Directive – Rewrite only the stretch of the listing that begins with the line containing "the blurred tree." and runs through the line containing "[0,239,1024,399]", keeping every line, with 14 added to each bounding-box coordinate.

··· Data rows

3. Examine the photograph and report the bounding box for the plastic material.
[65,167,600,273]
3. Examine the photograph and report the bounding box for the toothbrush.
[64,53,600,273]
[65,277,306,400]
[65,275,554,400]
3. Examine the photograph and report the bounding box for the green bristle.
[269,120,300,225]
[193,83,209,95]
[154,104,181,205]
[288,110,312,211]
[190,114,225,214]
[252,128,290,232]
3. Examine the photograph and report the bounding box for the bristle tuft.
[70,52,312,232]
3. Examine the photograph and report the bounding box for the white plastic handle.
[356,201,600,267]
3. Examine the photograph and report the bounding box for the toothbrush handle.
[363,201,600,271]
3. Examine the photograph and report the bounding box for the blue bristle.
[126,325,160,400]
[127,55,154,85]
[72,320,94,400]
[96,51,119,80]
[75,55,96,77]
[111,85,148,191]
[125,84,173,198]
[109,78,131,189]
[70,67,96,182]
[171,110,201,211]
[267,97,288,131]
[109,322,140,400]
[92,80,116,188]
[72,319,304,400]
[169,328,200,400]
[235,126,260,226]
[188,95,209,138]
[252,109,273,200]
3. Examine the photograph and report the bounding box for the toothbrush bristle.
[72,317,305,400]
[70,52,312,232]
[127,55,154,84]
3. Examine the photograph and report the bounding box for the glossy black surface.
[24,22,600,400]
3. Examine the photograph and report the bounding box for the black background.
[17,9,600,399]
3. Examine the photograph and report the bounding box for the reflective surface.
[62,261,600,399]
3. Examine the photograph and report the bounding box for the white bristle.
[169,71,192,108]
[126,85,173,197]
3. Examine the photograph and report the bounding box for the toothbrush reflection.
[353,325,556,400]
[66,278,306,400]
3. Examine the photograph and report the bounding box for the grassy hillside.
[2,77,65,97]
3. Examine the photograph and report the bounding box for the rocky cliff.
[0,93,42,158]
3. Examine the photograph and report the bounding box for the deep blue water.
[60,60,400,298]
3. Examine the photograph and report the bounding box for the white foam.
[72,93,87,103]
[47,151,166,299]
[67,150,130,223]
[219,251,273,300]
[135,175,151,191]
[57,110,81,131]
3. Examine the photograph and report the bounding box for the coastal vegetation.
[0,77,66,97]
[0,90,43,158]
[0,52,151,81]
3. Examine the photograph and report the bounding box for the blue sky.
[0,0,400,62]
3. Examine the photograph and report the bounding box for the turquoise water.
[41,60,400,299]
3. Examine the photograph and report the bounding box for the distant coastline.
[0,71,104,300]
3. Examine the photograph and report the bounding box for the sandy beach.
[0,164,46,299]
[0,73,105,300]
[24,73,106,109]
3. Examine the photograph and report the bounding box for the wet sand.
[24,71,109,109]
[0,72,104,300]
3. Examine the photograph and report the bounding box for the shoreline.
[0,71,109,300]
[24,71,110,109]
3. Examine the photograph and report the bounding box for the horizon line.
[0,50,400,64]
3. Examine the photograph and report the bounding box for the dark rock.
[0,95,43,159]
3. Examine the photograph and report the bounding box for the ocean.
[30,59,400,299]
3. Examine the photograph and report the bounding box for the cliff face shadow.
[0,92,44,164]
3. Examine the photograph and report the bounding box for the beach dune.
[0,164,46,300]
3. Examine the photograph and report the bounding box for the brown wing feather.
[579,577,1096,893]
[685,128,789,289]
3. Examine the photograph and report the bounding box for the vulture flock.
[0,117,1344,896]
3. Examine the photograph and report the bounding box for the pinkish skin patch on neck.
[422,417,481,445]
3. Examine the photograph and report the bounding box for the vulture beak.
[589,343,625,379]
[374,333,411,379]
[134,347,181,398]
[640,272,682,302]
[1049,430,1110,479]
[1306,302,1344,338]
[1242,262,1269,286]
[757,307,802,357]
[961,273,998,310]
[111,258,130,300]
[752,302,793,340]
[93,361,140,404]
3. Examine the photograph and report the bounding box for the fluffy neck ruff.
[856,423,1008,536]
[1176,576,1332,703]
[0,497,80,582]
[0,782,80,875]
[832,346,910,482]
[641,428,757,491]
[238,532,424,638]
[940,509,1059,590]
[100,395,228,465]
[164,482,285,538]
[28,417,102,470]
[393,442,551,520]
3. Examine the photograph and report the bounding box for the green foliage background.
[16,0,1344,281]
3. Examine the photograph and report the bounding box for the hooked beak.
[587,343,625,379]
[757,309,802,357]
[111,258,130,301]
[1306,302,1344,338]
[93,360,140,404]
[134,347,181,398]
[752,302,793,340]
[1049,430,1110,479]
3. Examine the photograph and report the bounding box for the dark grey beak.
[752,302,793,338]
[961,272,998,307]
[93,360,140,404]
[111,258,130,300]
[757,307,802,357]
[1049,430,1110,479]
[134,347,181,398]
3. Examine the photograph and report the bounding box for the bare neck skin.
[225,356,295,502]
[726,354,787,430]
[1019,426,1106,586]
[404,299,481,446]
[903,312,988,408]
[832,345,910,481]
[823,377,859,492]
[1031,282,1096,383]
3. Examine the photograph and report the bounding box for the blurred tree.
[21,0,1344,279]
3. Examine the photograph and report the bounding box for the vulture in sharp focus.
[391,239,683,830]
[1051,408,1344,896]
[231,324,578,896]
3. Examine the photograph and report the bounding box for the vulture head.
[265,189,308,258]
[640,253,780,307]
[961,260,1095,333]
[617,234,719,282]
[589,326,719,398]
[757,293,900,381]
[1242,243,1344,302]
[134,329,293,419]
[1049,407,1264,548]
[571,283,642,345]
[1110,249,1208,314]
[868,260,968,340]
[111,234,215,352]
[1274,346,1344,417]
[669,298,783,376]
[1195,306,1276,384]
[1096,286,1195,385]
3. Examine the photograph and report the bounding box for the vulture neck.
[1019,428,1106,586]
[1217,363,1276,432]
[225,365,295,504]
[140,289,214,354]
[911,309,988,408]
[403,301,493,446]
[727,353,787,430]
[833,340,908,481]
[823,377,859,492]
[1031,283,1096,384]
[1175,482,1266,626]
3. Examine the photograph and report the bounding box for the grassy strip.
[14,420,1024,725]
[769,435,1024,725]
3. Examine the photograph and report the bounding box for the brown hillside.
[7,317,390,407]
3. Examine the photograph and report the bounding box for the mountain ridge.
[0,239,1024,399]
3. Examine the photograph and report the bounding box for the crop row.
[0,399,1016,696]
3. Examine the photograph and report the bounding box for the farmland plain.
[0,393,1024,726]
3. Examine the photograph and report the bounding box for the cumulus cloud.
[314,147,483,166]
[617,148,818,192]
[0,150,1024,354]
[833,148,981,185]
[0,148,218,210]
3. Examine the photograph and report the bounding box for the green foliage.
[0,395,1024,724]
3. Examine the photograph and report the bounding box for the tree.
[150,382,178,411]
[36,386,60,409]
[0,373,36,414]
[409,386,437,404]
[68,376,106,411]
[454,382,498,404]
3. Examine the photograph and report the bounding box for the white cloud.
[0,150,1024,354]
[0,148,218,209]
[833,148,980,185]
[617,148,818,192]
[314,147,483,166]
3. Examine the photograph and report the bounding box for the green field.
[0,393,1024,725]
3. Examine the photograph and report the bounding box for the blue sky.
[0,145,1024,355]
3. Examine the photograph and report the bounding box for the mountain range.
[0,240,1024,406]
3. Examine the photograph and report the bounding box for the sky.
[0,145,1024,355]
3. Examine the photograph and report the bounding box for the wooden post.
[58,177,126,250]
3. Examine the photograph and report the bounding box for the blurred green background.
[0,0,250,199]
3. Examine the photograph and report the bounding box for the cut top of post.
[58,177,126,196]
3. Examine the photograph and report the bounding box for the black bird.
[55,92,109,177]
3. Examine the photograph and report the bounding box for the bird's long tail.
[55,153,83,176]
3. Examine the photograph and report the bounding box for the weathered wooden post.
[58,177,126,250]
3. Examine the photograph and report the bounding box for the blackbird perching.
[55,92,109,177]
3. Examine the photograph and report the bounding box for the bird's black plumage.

······

Expected answer –
3. Examine the photograph and report the bounding box for the blurred tree.
[35,14,1358,293]
3. Examine the photograph and report the bounding box for the vulture in sharp focus.
[405,253,697,844]
[1065,422,1358,910]
[245,338,592,910]
3. Examine the photograph and report the bounding box for the vulture head.
[279,203,322,272]
[654,267,794,321]
[975,274,1109,347]
[631,248,733,296]
[603,340,733,412]
[771,307,914,395]
[1256,257,1358,316]
[148,343,307,433]
[1063,421,1278,562]
[585,297,656,359]
[1124,263,1222,328]
[882,274,982,354]
[125,248,229,366]
[1288,360,1358,431]
[683,312,797,390]
[1209,320,1290,398]
[1110,300,1209,399]
3. Examine the photograph and report the bounding box for the vulture neck.
[1033,442,1120,600]
[1231,377,1290,446]
[239,379,309,518]
[154,303,228,368]
[925,323,1002,422]
[417,315,507,460]
[741,367,801,444]
[847,354,922,495]
[837,391,873,506]
[1045,297,1110,398]
[1189,496,1280,640]
3. Examine the photograph and report the bounding box for the grassy strip.
[28,434,1038,739]
[783,449,1038,739]
3. Examine the photograph and report the bounding box for the brown hillside.
[21,331,404,421]
3. Examine the photograph and report the bounding box for the mountain ridge.
[14,253,1038,413]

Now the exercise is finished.